= Required work =
Extract every row below that contains the string "edges". Case counts, so only matches with identical capitalization qualify.

:: Records for the exercise ::

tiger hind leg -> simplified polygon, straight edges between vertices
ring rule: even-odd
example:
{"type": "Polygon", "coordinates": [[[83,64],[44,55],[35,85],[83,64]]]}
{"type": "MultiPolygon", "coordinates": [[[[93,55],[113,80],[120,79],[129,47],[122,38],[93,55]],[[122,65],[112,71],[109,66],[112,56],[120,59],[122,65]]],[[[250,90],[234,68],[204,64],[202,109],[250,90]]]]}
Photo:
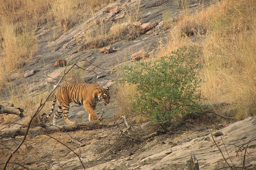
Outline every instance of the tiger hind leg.
{"type": "Polygon", "coordinates": [[[53,126],[56,126],[56,122],[57,122],[57,119],[61,117],[61,115],[63,113],[63,112],[61,109],[61,107],[58,104],[58,109],[57,111],[57,113],[55,114],[53,117],[53,126]]]}
{"type": "Polygon", "coordinates": [[[69,111],[69,108],[67,106],[61,107],[62,110],[63,111],[63,120],[66,122],[68,124],[72,124],[75,123],[75,122],[73,122],[70,121],[68,117],[68,113],[69,111]]]}

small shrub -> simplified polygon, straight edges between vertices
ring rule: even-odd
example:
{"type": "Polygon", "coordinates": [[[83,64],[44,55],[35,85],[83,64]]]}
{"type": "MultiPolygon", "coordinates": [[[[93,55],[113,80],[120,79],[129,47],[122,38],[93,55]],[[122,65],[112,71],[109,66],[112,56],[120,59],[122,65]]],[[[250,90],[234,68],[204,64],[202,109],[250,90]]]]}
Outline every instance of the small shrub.
{"type": "Polygon", "coordinates": [[[157,61],[126,65],[121,76],[136,85],[133,111],[165,127],[173,119],[198,111],[203,99],[196,91],[201,81],[198,47],[184,46],[172,54],[157,61]]]}

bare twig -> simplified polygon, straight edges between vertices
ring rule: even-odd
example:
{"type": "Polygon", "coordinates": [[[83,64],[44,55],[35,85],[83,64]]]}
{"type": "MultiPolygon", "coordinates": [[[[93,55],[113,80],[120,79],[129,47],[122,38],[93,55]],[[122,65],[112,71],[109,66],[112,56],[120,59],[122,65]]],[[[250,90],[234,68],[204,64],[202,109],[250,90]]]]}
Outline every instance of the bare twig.
{"type": "Polygon", "coordinates": [[[80,158],[80,156],[79,155],[78,155],[76,153],[76,152],[75,152],[75,151],[73,151],[73,150],[72,150],[71,148],[70,148],[67,145],[65,145],[65,144],[63,144],[63,143],[62,143],[62,142],[60,142],[59,140],[58,140],[58,139],[57,139],[56,138],[55,138],[53,137],[52,137],[51,136],[50,136],[50,135],[48,135],[45,134],[44,135],[46,135],[47,136],[48,136],[50,137],[51,137],[51,138],[54,139],[54,140],[56,140],[56,141],[57,141],[57,142],[59,142],[60,144],[61,144],[62,145],[63,145],[64,146],[65,146],[65,147],[67,147],[67,148],[68,148],[68,149],[70,150],[70,151],[71,152],[72,152],[74,153],[76,155],[76,156],[77,157],[77,158],[78,158],[78,159],[79,159],[79,161],[80,161],[80,162],[82,164],[82,165],[83,166],[83,167],[84,168],[84,170],[85,169],[85,166],[84,166],[84,164],[83,163],[83,162],[82,161],[82,160],[81,160],[81,158],[80,158]]]}
{"type": "Polygon", "coordinates": [[[222,153],[222,152],[221,151],[221,150],[220,149],[220,147],[219,147],[219,146],[218,146],[218,144],[217,144],[217,143],[216,143],[216,142],[215,142],[215,140],[214,140],[214,138],[213,138],[213,136],[212,135],[212,140],[213,140],[213,142],[214,142],[214,143],[216,145],[216,146],[217,147],[217,148],[218,148],[218,149],[219,149],[219,150],[220,151],[220,153],[221,154],[221,155],[222,155],[222,157],[224,159],[224,160],[225,160],[225,161],[226,162],[227,164],[228,165],[228,166],[229,167],[230,167],[231,168],[231,169],[233,169],[233,168],[231,166],[230,166],[230,165],[229,165],[229,164],[228,162],[228,161],[227,161],[227,160],[225,158],[225,157],[224,156],[224,155],[223,154],[223,153],[222,153]]]}
{"type": "Polygon", "coordinates": [[[48,101],[50,97],[52,96],[52,95],[53,94],[53,92],[54,92],[54,91],[55,91],[55,89],[57,88],[58,86],[59,85],[61,81],[62,80],[62,79],[68,73],[69,71],[70,71],[70,70],[74,67],[75,66],[75,64],[73,64],[72,66],[70,68],[68,69],[67,72],[66,71],[66,70],[67,68],[67,67],[65,68],[65,70],[64,70],[64,75],[61,77],[59,81],[58,82],[58,83],[57,83],[57,85],[55,88],[54,88],[54,89],[52,91],[50,92],[50,94],[48,95],[47,96],[45,99],[44,100],[44,102],[42,102],[42,100],[41,100],[41,101],[40,102],[40,106],[38,107],[37,108],[37,110],[36,111],[36,112],[33,115],[33,116],[31,117],[30,119],[28,122],[28,127],[27,127],[26,129],[26,131],[25,132],[25,134],[24,135],[24,136],[22,138],[22,140],[20,142],[20,144],[18,145],[18,146],[16,147],[16,148],[14,149],[14,150],[10,154],[9,157],[8,157],[7,160],[6,160],[5,163],[4,164],[4,167],[3,169],[4,170],[6,169],[6,168],[7,166],[7,164],[8,164],[8,162],[10,161],[10,160],[11,160],[11,159],[12,158],[12,155],[16,152],[19,148],[20,147],[21,145],[24,142],[24,141],[25,140],[25,139],[26,139],[26,137],[27,137],[28,132],[28,130],[30,128],[30,125],[32,123],[32,120],[35,118],[36,116],[39,113],[39,112],[41,111],[41,110],[43,108],[43,107],[44,106],[44,105],[45,105],[45,103],[46,103],[46,102],[48,101]]]}
{"type": "Polygon", "coordinates": [[[225,116],[223,116],[222,115],[220,115],[219,114],[218,114],[216,113],[216,112],[213,112],[212,111],[204,111],[204,112],[205,113],[213,113],[217,115],[217,116],[220,116],[221,117],[222,117],[225,119],[234,119],[234,118],[232,117],[227,117],[225,116]]]}
{"type": "Polygon", "coordinates": [[[226,146],[225,145],[225,143],[224,143],[224,142],[223,141],[223,139],[222,139],[221,136],[220,136],[220,137],[221,138],[221,141],[222,141],[222,142],[223,143],[223,145],[224,145],[224,147],[225,147],[225,149],[226,150],[226,152],[227,152],[227,153],[228,154],[228,158],[229,159],[229,160],[231,162],[231,163],[232,163],[232,165],[233,165],[233,166],[234,166],[235,165],[233,163],[233,162],[232,162],[232,160],[231,160],[231,158],[230,158],[230,157],[229,156],[229,154],[228,154],[228,150],[227,149],[227,148],[226,147],[226,146]]]}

:::

= Output below =
tiger hind leg -> simplified polygon, straight edges between vertices
small shrub -> simplified polygon, straight edges between vertices
bare twig -> simplified polygon, straight edges between vertices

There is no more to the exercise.